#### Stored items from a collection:
»»

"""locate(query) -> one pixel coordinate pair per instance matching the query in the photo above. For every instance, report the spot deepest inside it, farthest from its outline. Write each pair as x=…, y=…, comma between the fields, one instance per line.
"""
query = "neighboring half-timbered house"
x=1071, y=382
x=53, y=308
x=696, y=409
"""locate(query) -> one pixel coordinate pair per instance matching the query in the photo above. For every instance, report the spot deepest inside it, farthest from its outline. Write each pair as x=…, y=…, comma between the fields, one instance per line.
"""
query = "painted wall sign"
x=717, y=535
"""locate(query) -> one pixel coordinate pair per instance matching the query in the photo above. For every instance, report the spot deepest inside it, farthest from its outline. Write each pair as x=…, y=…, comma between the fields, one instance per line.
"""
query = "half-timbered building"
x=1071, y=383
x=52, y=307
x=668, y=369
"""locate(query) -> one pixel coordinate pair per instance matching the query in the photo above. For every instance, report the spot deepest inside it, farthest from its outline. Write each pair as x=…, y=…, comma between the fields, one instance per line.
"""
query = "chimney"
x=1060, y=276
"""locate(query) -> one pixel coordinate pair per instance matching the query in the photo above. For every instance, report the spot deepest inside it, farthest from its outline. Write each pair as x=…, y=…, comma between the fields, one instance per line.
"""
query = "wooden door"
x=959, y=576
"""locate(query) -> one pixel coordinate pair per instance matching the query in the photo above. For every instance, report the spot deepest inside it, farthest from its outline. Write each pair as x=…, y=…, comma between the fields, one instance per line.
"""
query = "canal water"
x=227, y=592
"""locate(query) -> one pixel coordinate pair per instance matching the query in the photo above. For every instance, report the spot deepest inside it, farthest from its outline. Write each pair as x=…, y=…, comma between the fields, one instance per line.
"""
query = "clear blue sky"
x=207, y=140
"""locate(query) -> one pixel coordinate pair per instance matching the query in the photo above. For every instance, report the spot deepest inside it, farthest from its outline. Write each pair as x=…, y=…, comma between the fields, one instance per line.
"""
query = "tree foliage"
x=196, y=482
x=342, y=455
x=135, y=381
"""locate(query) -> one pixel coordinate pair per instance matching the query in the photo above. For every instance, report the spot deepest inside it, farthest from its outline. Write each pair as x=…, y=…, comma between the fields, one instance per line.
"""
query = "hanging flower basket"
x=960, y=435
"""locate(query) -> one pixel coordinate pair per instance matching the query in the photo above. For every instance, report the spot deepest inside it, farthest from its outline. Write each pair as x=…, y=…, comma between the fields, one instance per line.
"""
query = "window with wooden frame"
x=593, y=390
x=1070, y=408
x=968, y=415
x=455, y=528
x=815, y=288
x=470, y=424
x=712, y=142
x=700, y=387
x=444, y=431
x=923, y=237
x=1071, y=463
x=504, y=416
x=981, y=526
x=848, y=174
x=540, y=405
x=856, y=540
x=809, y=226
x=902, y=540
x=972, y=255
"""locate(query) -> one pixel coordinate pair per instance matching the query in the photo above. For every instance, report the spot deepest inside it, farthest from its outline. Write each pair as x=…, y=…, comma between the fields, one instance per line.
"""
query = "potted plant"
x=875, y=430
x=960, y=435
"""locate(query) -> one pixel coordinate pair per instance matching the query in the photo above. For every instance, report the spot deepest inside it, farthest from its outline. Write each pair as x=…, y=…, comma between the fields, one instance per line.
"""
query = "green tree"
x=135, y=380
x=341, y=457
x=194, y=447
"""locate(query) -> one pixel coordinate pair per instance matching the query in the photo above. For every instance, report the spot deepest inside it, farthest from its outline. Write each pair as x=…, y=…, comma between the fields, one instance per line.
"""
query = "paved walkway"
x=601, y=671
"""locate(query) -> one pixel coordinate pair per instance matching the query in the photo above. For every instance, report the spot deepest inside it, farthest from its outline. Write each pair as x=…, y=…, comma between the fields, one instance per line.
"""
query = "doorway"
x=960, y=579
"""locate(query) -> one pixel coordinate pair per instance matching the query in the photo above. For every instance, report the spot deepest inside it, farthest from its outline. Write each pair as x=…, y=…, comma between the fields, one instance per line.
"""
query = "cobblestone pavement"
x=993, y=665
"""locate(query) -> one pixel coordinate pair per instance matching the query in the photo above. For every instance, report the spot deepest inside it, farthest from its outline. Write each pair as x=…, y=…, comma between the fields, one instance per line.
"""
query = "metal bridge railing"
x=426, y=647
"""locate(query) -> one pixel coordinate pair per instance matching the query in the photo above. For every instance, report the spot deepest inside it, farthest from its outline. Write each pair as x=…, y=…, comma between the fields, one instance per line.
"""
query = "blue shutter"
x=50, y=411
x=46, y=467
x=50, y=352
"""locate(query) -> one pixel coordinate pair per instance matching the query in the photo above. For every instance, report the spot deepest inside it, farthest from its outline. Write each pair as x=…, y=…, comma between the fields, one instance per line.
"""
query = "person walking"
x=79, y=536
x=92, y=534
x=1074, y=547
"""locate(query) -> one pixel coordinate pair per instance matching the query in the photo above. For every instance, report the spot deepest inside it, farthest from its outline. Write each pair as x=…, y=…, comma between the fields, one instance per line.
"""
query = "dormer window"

««

#### Task directions:
All the lines above need to be retyped exactly, with nothing left out.

#### Written response:
"""locate(query) -> one pixel coordinate pair per instance matching the query in the photo above. For every instance, report the spot deepest inside it, farthest from its outline. Write each pair as x=…, y=…, comma between the fields, one instance per line.
"""
query = "neighboring half-timbered house"
x=1071, y=382
x=53, y=308
x=696, y=409
"""locate(query) -> one pixel coordinate pair per instance matching the query in the photo above. For every instance, report the spot deepest inside it, farthest from its outline. Write each pair as x=…, y=…, comma between the fields, one instance per line.
"""
query = "painted wall sign"
x=717, y=535
"""locate(query) -> one pixel coordinate pair per instance matching the query in the photo above. For every instance, report the spot deepest inside it, farthest from its outline. Write each pair as x=…, y=…, comma between the fields, one instance per line.
"""
query = "half-timbered building"
x=1071, y=383
x=52, y=307
x=668, y=369
"""locate(query) -> one pixel coordinate pair per instance matching the query in the photo above. For every instance, report the spot deepest inside it, farthest from its outline. Write each pair as x=…, y=…, comma between the fields, one instance per line.
"""
query = "chimney"
x=1060, y=276
"""locate(query) -> one pixel coordinate pair per instance matching the query in the photo above. For every instance, report the spot deepest inside it, farthest from its outline. Write each pair as x=…, y=…, comma between the fields, one instance per line.
"""
query = "wooden door"
x=959, y=576
"""locate(query) -> one pixel coordinate pair per instance matching the query in the photo above. For every instance, report the spot deepest inside it, farthest from its outline. Write each pair as x=…, y=…, comma between the fields, one instance per line.
"""
query = "canal water"
x=227, y=592
"""locate(query) -> one pixel coordinate pair per instance matching the query in the photo above. For every instance, report the spot deepest inside it, farthest from its outline. Write each pair as x=…, y=…, comma between the fields, one instance per line.
"""
query = "clear blue sky"
x=207, y=140
"""locate(query) -> one pixel coordinate pair per instance matching the query in the photo above. For every instance, report the spot deepest inside it, farthest from its outline. Write each pair as x=…, y=…, comma between the fields, one instance per line.
"""
query = "tree foliage"
x=196, y=482
x=342, y=455
x=135, y=381
"""locate(query) -> one pixel coordinate pair per instance matching the query in the photo above. For every instance, report the spot deepest inside it, farthest from its outline. Write each pair as x=…, y=…, comma between the fields, one instance per line.
"""
query = "hanging flower basket"
x=960, y=435
"""locate(query) -> one pixel coordinate pair per instance matching the query in the photo above. For every instance, report the spot deepest inside it, farthest from its outline. Write each pair as x=…, y=…, comma between the fields, one instance per line.
"""
query = "window with wooden frame"
x=593, y=390
x=1070, y=408
x=968, y=415
x=455, y=528
x=815, y=288
x=470, y=424
x=712, y=142
x=700, y=387
x=444, y=431
x=923, y=237
x=1071, y=463
x=504, y=416
x=981, y=526
x=848, y=174
x=540, y=405
x=856, y=540
x=809, y=226
x=902, y=540
x=972, y=255
"""locate(query) -> one pixel coordinate pair per instance matching the query in the photo above. For every instance, report the spot deepest inside it, farthest from its outline. Write each pair as x=…, y=…, comma between the fields, one instance per line.
"""
query = "potted plant"
x=875, y=430
x=960, y=435
"""locate(query) -> one pixel coordinate pair per instance matching the query in the photo above. For every instance, report the spot deepest inside it, farthest from its outline. Write each pair as x=…, y=…, comma between the fields, one instance per line.
"""
query = "green tree"
x=135, y=380
x=341, y=457
x=194, y=447
"""locate(query) -> one pixel coordinate pair per instance matching the query in the photo above. For every instance, report the spot deepest inside it, farthest from its outline. Write each pair as x=…, y=…, comma between the fields, one instance per line.
"""
query = "paved walkway"
x=601, y=671
"""locate(query) -> one pixel coordinate pair per instance matching the query in the photo above. For every instance, report the spot deepest inside it, farthest from its outline. Write each pair as x=…, y=…, comma between the fields, one instance per line.
"""
query = "doorway"
x=960, y=579
"""locate(query) -> one pixel coordinate pair per instance matching the query in the photo above. For every instance, report the spot deepest inside it, farthest from its outline. Write each pair as x=…, y=…, comma between the fields, one instance per line.
"""
query = "cobblestone pavement"
x=993, y=665
"""locate(query) -> one pixel coordinate pair per instance matching the query in the photo above. For every instance, report the spot deepest inside it, farthest from its outline. Write each pair as x=…, y=…, comma between the fields, one instance per line.
"""
query = "metal bridge railing"
x=426, y=647
"""locate(query) -> one pixel coordinate pair per instance matching the query in the photo above. For every instance, report the spot deepest inside it, farthest from its outline. Write each pair as x=…, y=…, comma between the fields, one instance per line.
"""
query = "blue shutter"
x=50, y=411
x=46, y=467
x=50, y=352
"""locate(query) -> one pixel coordinate pair per instance matching the query in the photo above. For every instance, report the spot deepest inside it, farthest from its outline. Write each pair as x=…, y=…, comma between the fields, one instance per line.
"""
query = "person walking"
x=79, y=536
x=92, y=534
x=1074, y=547
"""locate(query) -> one pixel coordinate pair per instance matching the query in the photo above. For every instance, report the spot deepest inside it, farthest from its outline. Write each pair as x=…, y=…, comma between the fields, one instance per line.
"""
query = "dormer window"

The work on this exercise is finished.